Set all the entries down again, unaltered.

Start of RECORDS PROVIDED

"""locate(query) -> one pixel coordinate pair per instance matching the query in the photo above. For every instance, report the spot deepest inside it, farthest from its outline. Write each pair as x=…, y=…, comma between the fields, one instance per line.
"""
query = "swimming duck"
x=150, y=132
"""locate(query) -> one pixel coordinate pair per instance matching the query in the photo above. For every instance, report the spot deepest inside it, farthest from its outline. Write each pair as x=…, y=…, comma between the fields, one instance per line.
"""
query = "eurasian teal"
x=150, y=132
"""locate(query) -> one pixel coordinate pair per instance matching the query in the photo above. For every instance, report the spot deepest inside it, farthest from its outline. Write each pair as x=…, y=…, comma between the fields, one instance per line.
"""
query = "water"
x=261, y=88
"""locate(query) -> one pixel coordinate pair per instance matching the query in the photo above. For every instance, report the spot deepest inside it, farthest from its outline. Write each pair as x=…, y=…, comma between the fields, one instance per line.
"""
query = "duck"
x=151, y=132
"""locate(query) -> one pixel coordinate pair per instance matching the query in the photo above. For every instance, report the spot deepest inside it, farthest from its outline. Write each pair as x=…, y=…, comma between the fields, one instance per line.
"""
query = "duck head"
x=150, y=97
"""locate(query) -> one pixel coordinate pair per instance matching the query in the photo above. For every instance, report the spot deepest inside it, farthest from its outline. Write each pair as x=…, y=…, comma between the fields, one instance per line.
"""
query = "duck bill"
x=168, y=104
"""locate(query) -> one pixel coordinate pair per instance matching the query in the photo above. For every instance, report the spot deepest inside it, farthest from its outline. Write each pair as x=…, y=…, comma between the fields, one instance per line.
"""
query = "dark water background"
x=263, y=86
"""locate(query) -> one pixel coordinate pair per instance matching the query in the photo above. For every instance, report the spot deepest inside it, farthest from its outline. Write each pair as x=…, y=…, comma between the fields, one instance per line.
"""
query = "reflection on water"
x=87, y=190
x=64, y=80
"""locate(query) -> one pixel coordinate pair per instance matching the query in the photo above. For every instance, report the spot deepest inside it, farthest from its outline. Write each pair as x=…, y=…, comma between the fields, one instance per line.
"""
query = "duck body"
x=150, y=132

End of RECORDS PROVIDED

## SOLUTION FOR THIS TASK
"""locate(query) -> one pixel coordinate pair per instance matching the query in the photo above. For every instance, report the spot deepest inside it, farthest from its outline. Write each pair as x=…, y=…, comma between the fields, one instance per line.
"""
query = "swimming duck"
x=150, y=132
"""locate(query) -> one pixel coordinate pair per instance matching the query in the photo above. For every instance, report the spot deepest inside it, farthest from its outline. Write each pair as x=…, y=…, comma between the fields, one instance per line.
"""
query = "eurasian teal"
x=150, y=132
"""locate(query) -> one pixel coordinate pair per instance matching the query in the photo above. For every instance, report the spot deepest inside it, farthest from its outline. Write each pair as x=…, y=…, comma between the fields, one instance per line.
"""
query = "water"
x=261, y=88
"""locate(query) -> one pixel coordinate pair per instance matching the query in the photo above. For every instance, report the spot deepest inside it, farthest from its outline. Write each pair as x=…, y=…, comma between the fields, one instance per line.
"""
query = "duck"
x=151, y=132
"""locate(query) -> one pixel coordinate pair per instance matching the query in the photo above. For every instance, report the spot deepest inside it, farthest from its outline. Write each pair as x=…, y=…, comma between the fields, one instance per line.
"""
query = "duck head"
x=150, y=97
"""locate(query) -> one pixel coordinate pair per instance matching the query in the photo above. For every instance, report the spot deepest inside it, farthest from its outline. Write each pair as x=…, y=…, comma between the fields, one instance per line.
"""
query = "duck bill"
x=168, y=104
"""locate(query) -> one pixel coordinate pair per instance matching the query in the photo above. For every instance, report the spot deepest inside it, farthest from its outline. Write each pair as x=…, y=…, comma between the fields, one instance per line.
"""
query = "dark water background"
x=263, y=86
"""locate(query) -> one pixel coordinate pair per instance matching the query in the photo above. For every instance, report the spot deepest inside it, farthest from its outline. Write each pair as x=…, y=…, comma between the fields, one instance per line.
"""
query = "reflection on water"
x=87, y=190
x=64, y=80
"""locate(query) -> one pixel coordinate pair per instance matching the query in the photo above. For every instance, report the spot deepest inside it, farthest from its outline. Write each pair as x=…, y=…, comma between the fields, one instance per line.
"""
query = "duck body"
x=150, y=132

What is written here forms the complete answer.